- Excerpt provided:

Production image: two models at a fashion shoot.

People who love shopping are more likely to like this show than those who don’t.
ABC

In the first episode, Angela (Azizi Donnelly) understands this as she delightedly touches the stock and thrilled, swings herself in a 360-degree circle on her first day on the “ladies’ cocktail” counter – clearly in heaven!

It is a big cast for a six-part series. This would imply the producers have more scenarios and are hoping it does well with viewers so they can make another.

The experience of the women is at the centre and female characters, whether friends or foes, get a lot of screen time and steal the show. The male characters are awful. They are inept, constantly let their wives, girlfriends and daughters down, and see everything from their own, male point of view.

A musical accompaniment to the future

The music is dominant throughout and working hard for the story. When Angela is getting ready for work in the second episode, the lyrics aren’t in English underpinning that she is a Lebanese girl from Redfern.

Production image: a woman on the beach.

Angela is a Lebanese girl from Redfern.
ABC

Music connects well to the humour. Riffs of As Time Goes By (Dooley Wilson’s tune from Casablanca) provide musical link to lines such as Angela saying: “Of all the department stores in all the world, he had to walk into mine”. These references link characters and prepare the audience for trouble.

Whether you like Ladies in Black or not will depend on if you like shopping, fashion, stories with female leads about female friendship, clever music, and 60s costumes. If there is another series made, there are plenty of places for this story to go.

Ladies in Black is now screening on ABC TV and streaming on iView.

- Raw data:
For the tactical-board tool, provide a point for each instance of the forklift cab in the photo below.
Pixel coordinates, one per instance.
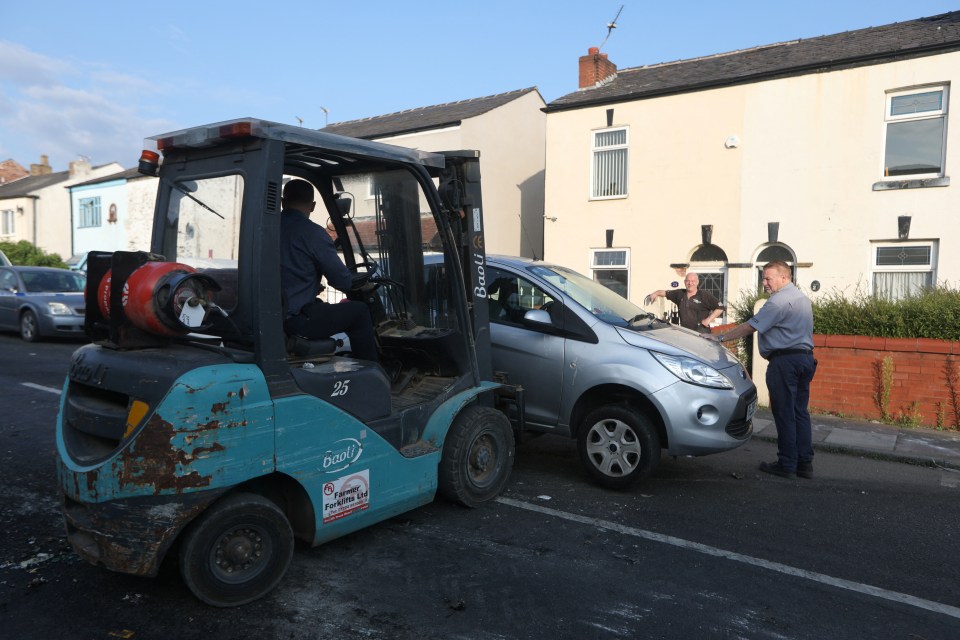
(192, 417)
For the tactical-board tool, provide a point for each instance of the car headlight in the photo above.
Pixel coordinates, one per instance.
(693, 371)
(59, 309)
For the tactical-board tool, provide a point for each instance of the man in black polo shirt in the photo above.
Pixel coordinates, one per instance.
(697, 309)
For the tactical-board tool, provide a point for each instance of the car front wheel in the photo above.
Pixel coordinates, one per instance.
(29, 327)
(618, 445)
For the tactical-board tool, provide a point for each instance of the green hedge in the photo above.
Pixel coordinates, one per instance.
(24, 253)
(935, 314)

- Parts of the exercise:
**1.** Using the review of Ladies in Black, say whether each statement agrees with the text, answering yes or no with the deciding words quoted: (a) The series runs for six episodes. (b) The male characters are shown as capable and supportive. (c) Angela is from Redfern.
**2.** The review of Ladies in Black names what a viewer's liking for the series will depend on. List every item it names.

- Expected answers:
**1.**
(a) Yes: "It is a big cast for a six-part series."
(b) No: "They are inept, constantly let their wives, girlfriends and daughters down, and see everything from their own, male point of view."
(c) Yes: "Angela is a Lebanese girl from Redfern."

**2.**
- shopping
- fashion
- stories with female leads about female friendship
- clever music
- 60s costumes